● **WHAT THE TASK REQUIRES**:
Without the pictures, output the records below exactly as they are.
-----
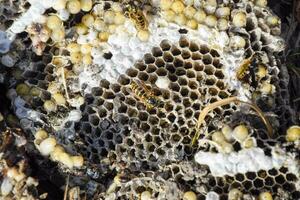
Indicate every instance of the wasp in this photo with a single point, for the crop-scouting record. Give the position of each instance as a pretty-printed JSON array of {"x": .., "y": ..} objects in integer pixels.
[
  {"x": 145, "y": 95},
  {"x": 248, "y": 64},
  {"x": 137, "y": 16}
]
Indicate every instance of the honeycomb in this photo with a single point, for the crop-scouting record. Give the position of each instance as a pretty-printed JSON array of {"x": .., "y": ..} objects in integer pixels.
[
  {"x": 167, "y": 131},
  {"x": 150, "y": 149}
]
-----
● **SOLUTION TO THIS PROBLEM**:
Indicate every instance of the wasp in this photo with a single point, for the crop-scouting record. Give the position of each instance as a pretty-printed JSON array of {"x": .., "y": ..} objects in integer pixels.
[
  {"x": 145, "y": 95},
  {"x": 248, "y": 64},
  {"x": 137, "y": 16}
]
Indicate every instance of the honeycomb in this photo with a single point, for the crop-scouting record. Give the position of each instance as a pretty-printed JSON array of {"x": .., "y": ..} objects in integer pixels.
[
  {"x": 167, "y": 131},
  {"x": 150, "y": 149}
]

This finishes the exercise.